**WHAT NEEDS TO BE DONE**: Go over the entries and report the lines where the word "mane" occurs.

[DATASET RECORDS Boundary: Start]

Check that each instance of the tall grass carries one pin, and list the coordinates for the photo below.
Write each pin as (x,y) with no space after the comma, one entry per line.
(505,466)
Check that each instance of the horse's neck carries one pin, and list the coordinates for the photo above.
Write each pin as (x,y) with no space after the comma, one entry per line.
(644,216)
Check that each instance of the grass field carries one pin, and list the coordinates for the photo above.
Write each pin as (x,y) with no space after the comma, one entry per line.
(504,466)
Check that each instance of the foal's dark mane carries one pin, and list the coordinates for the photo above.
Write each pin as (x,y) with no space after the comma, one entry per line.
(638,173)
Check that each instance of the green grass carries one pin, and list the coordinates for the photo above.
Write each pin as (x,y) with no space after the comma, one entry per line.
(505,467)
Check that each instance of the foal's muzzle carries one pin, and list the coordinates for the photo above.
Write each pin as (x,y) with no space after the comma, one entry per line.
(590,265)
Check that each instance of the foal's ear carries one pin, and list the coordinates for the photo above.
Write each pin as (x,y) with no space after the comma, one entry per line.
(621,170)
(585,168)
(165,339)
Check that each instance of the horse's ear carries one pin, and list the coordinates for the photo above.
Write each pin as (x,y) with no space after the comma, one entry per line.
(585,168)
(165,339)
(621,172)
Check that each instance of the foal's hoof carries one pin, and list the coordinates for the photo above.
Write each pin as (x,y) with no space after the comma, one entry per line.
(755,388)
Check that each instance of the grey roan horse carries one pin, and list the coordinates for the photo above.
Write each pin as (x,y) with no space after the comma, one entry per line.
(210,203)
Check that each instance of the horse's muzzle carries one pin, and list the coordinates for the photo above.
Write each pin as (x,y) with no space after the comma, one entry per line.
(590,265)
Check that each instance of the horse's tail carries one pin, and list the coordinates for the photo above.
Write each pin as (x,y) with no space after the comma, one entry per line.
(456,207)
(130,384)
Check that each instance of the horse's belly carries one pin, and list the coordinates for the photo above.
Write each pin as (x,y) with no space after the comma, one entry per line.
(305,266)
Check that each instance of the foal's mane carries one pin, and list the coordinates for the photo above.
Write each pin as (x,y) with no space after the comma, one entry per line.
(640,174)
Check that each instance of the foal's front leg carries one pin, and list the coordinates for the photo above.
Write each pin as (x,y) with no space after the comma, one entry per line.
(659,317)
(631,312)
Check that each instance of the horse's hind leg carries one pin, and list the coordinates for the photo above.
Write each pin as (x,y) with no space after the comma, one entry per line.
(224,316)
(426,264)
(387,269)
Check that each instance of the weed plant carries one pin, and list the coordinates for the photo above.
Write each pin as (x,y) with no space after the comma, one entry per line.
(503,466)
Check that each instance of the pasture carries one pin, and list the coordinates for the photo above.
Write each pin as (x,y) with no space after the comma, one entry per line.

[DATASET RECORDS Boundary: End]
[DATASET RECORDS Boundary: Start]

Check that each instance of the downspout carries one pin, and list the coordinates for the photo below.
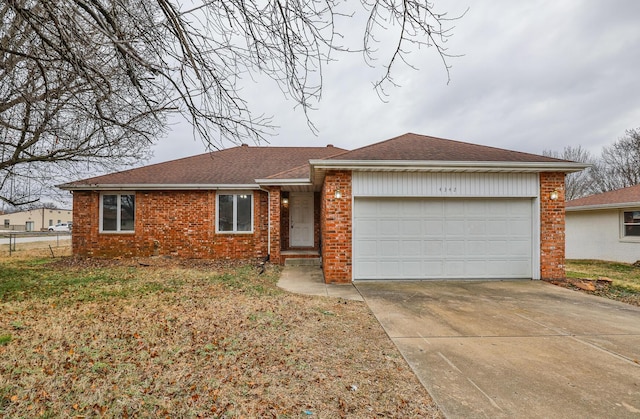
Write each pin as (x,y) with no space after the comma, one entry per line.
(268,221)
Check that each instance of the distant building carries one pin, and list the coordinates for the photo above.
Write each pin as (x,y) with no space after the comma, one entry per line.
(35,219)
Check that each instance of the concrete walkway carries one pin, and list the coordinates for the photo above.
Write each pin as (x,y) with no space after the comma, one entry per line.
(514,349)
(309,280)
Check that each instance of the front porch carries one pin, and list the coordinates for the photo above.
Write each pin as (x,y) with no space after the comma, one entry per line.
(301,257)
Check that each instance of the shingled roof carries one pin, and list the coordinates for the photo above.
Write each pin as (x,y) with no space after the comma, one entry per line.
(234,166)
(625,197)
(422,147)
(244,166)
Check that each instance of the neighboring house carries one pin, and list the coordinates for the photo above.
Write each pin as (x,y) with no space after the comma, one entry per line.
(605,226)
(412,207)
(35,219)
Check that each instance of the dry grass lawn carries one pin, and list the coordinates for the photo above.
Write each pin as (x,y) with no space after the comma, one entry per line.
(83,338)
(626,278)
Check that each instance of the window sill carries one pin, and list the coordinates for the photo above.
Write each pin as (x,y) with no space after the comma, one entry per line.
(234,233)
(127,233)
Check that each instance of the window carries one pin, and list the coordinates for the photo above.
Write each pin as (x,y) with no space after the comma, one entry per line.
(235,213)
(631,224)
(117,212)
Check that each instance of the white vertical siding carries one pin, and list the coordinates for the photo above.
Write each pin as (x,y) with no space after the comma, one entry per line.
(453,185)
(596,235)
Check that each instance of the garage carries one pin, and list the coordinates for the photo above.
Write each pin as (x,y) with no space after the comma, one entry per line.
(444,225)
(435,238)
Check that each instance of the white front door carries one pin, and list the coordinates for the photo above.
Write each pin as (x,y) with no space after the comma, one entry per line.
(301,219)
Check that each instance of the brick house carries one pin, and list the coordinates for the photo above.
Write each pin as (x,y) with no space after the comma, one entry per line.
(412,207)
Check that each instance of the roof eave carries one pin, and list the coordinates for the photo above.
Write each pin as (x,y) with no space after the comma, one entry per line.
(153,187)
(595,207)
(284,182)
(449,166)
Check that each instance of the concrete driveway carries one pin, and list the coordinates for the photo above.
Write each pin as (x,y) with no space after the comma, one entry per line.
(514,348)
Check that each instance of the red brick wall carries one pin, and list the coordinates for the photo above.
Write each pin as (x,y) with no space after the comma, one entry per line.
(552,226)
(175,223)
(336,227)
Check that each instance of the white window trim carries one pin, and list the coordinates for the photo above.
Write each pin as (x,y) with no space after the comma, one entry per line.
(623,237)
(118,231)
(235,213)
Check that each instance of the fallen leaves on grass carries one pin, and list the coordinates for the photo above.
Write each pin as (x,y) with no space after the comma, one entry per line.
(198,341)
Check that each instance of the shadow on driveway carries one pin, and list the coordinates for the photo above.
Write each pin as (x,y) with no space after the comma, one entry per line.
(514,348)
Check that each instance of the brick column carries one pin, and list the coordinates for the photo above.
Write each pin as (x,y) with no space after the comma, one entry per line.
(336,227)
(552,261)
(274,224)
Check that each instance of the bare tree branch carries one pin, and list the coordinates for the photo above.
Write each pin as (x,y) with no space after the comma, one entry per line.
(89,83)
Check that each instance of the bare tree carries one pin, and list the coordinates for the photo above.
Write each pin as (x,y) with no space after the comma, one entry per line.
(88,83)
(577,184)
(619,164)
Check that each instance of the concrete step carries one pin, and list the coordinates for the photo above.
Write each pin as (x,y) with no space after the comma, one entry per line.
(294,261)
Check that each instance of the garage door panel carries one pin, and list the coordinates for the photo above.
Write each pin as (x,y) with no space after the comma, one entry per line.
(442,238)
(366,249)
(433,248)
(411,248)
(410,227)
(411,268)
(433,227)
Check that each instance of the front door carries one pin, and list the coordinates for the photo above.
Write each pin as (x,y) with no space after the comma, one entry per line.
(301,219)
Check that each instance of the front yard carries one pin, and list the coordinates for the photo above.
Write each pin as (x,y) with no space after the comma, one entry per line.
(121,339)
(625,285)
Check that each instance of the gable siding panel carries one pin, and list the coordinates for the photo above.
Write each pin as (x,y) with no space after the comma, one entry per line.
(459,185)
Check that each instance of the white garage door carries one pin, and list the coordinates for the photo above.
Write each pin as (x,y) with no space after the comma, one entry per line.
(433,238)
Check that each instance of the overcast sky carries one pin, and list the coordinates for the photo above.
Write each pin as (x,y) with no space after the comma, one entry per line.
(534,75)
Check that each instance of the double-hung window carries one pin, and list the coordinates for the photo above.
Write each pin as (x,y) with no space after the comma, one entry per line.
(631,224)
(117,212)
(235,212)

[DATASET RECORDS Boundary: End]

**FINISHED EXERCISE**:
Check that each instance of the foal's dark mane carries one pin, and list the coordinates for the photo above.
Check that each instance of the foal's mane carries one pin, and list the coordinates for the photo above.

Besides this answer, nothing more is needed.